◆ Objective ◆
Reproduce, word for word, the lines of the records from the line with "Practice step: locate the saree pallu" up to and including the line with "(182, 1035)", and nothing else.

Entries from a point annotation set
:::::

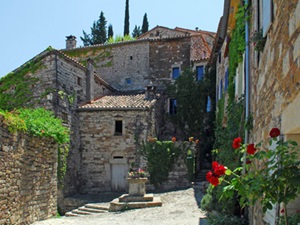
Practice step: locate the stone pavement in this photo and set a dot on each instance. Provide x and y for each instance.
(179, 207)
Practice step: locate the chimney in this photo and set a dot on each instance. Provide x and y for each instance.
(71, 42)
(90, 81)
(150, 93)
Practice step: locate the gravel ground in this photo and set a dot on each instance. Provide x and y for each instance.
(179, 208)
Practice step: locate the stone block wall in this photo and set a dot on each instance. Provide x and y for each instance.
(275, 79)
(28, 178)
(101, 149)
(166, 53)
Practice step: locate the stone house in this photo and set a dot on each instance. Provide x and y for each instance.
(274, 69)
(110, 95)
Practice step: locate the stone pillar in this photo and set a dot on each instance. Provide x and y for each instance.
(90, 81)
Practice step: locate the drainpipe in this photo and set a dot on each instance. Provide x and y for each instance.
(247, 72)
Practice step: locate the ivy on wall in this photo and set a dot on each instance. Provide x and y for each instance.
(230, 119)
(236, 49)
(161, 156)
(41, 123)
(16, 88)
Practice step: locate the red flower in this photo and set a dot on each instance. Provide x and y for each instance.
(236, 143)
(212, 178)
(274, 132)
(251, 149)
(218, 169)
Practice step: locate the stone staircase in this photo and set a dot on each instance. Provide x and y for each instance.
(89, 209)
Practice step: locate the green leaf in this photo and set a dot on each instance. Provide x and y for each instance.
(228, 172)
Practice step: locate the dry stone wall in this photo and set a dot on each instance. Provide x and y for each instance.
(275, 80)
(28, 178)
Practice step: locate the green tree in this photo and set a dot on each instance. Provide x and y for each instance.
(145, 25)
(126, 21)
(110, 32)
(191, 97)
(136, 31)
(98, 32)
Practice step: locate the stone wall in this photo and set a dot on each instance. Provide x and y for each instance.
(275, 78)
(167, 53)
(102, 151)
(117, 62)
(28, 178)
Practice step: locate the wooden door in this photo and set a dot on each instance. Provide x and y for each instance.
(118, 179)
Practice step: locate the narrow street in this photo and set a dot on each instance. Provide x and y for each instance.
(179, 208)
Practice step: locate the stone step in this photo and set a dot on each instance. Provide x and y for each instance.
(92, 210)
(97, 206)
(71, 214)
(77, 211)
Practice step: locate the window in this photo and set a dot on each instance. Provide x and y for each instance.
(266, 16)
(79, 81)
(64, 117)
(226, 80)
(217, 93)
(128, 81)
(173, 106)
(175, 72)
(199, 72)
(221, 87)
(118, 127)
(208, 104)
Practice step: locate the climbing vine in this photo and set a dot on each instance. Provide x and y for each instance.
(42, 123)
(16, 87)
(161, 156)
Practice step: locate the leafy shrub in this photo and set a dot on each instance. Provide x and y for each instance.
(222, 219)
(206, 202)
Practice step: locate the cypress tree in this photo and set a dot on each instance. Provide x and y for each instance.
(98, 32)
(145, 25)
(110, 31)
(136, 31)
(126, 21)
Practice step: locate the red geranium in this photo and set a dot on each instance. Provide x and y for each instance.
(236, 143)
(274, 132)
(218, 169)
(251, 149)
(212, 178)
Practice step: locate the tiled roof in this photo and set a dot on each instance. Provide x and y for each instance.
(120, 102)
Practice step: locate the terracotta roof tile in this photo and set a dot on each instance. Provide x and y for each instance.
(120, 102)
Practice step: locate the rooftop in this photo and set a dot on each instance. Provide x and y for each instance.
(120, 102)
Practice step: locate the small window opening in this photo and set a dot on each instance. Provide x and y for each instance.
(64, 117)
(173, 106)
(118, 127)
(128, 81)
(79, 81)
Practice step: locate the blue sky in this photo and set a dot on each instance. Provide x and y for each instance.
(29, 26)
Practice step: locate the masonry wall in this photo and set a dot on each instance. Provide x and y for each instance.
(101, 148)
(275, 79)
(28, 178)
(117, 62)
(167, 53)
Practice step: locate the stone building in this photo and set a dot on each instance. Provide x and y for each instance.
(110, 95)
(274, 75)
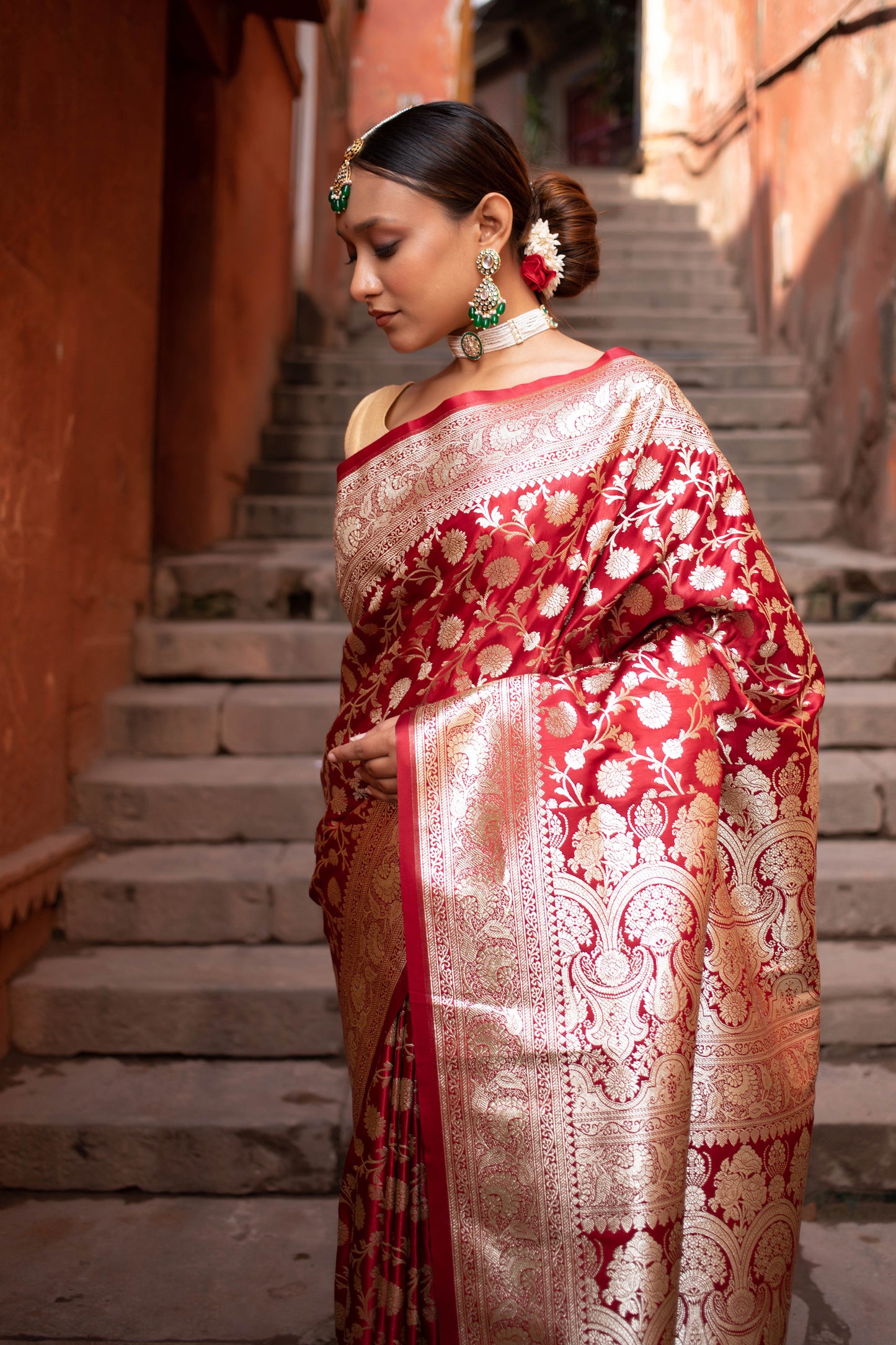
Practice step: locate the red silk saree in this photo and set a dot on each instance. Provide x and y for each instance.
(577, 963)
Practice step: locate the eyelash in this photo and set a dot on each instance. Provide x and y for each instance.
(378, 252)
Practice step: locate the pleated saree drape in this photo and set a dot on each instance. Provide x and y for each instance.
(577, 963)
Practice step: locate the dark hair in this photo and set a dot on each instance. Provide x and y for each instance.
(457, 155)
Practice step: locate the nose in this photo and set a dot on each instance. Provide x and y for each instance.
(365, 283)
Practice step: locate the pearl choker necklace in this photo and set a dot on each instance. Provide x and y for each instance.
(513, 333)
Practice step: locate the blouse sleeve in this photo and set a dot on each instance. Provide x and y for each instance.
(368, 418)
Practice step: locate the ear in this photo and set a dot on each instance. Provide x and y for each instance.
(495, 220)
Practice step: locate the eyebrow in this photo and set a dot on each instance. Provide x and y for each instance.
(366, 225)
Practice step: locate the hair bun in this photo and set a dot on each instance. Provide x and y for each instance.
(570, 214)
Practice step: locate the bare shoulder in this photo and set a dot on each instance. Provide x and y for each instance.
(367, 421)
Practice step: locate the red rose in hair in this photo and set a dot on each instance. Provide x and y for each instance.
(535, 274)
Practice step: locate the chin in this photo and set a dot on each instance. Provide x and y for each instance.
(407, 341)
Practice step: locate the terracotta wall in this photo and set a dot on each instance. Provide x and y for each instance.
(800, 187)
(81, 166)
(402, 57)
(226, 293)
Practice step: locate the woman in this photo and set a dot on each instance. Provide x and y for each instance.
(569, 849)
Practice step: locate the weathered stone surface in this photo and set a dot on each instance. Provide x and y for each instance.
(285, 516)
(801, 521)
(859, 715)
(295, 916)
(859, 993)
(748, 447)
(853, 1146)
(856, 890)
(851, 795)
(222, 798)
(179, 718)
(884, 764)
(278, 717)
(853, 650)
(112, 1269)
(208, 1126)
(249, 581)
(194, 893)
(296, 478)
(230, 999)
(758, 408)
(255, 651)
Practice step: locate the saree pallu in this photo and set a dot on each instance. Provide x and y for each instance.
(597, 891)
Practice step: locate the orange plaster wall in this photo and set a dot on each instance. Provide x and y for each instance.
(81, 161)
(820, 183)
(404, 55)
(228, 303)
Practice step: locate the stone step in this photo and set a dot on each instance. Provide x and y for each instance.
(631, 254)
(752, 408)
(221, 798)
(245, 580)
(619, 207)
(774, 482)
(858, 793)
(278, 717)
(180, 718)
(336, 369)
(309, 443)
(123, 1269)
(860, 715)
(292, 479)
(189, 718)
(194, 893)
(626, 292)
(681, 236)
(859, 993)
(676, 327)
(836, 581)
(853, 1143)
(285, 516)
(805, 521)
(735, 372)
(856, 890)
(853, 650)
(269, 1001)
(214, 1126)
(752, 447)
(260, 651)
(663, 280)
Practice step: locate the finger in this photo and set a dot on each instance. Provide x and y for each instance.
(360, 748)
(357, 749)
(379, 767)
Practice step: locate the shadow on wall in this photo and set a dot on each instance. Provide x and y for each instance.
(838, 314)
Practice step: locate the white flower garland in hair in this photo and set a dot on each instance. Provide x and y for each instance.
(543, 244)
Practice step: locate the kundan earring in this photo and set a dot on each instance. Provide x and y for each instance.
(487, 305)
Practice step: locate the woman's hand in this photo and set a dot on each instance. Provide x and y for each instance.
(375, 751)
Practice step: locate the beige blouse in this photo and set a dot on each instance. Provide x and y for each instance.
(368, 418)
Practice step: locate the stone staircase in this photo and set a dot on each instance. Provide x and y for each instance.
(182, 1035)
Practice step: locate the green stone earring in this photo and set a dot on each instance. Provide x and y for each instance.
(487, 305)
(342, 189)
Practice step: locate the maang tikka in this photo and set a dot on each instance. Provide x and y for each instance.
(342, 189)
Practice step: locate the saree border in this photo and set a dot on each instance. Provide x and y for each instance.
(420, 994)
(461, 401)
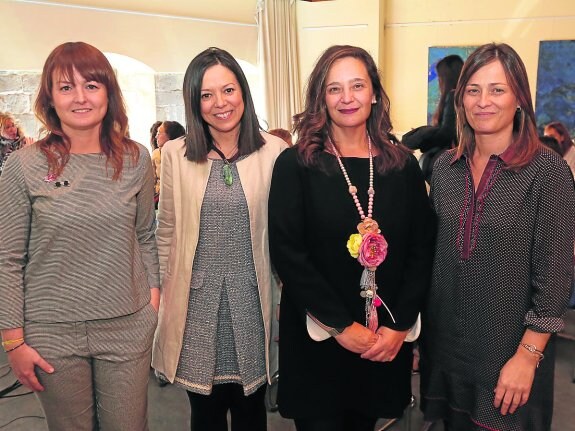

:::::

◆ Exercise answer ◆
Practice step: locate the saree pallu in this photo and set a dot on each instance. Provide x and y for each instance.
(597, 891)
Practice step: locate the orange plaster wall in this photo and set a dot on each instance. Provide x and y for each instance.
(81, 161)
(820, 183)
(404, 55)
(228, 303)
Practice step: locate the stone step in this photo and set a dot on each instance. Provide x and y for each instance.
(631, 254)
(752, 408)
(221, 798)
(245, 580)
(619, 207)
(774, 482)
(858, 793)
(278, 717)
(180, 718)
(336, 369)
(309, 443)
(123, 1269)
(860, 715)
(292, 479)
(189, 718)
(194, 893)
(626, 292)
(681, 236)
(859, 993)
(676, 327)
(836, 581)
(853, 1143)
(285, 516)
(805, 521)
(735, 372)
(856, 890)
(853, 650)
(269, 1001)
(214, 1126)
(752, 447)
(260, 651)
(663, 280)
Practice step: locate the finger in this photo and set a dot on each instance. Provide x and y for each instance.
(360, 748)
(357, 749)
(379, 767)
Practice step: locate the shadow on wall in this photo and set a dot on each instance. Provide x and y for each instance.
(838, 314)
Practice step: locate the white flower garland in hair in this photo and set a dot on each instance. Provide x and y for each instance.
(543, 244)
Practice step: locate the kundan earring in this photo and set a dot on each instance. Provide x and y for each instance.
(487, 305)
Practice step: locate the woman's hand in this photo and set a dot on each instance. Provide x and y for each instance.
(375, 751)
Practice step: locate the beige blouse in this photo and set a dot on each instance. Provide x and y for each instance.
(368, 418)
Practice step: locate the stone staircase in this photo and set a dot on each instance. Provide x and y for each instance.
(182, 1035)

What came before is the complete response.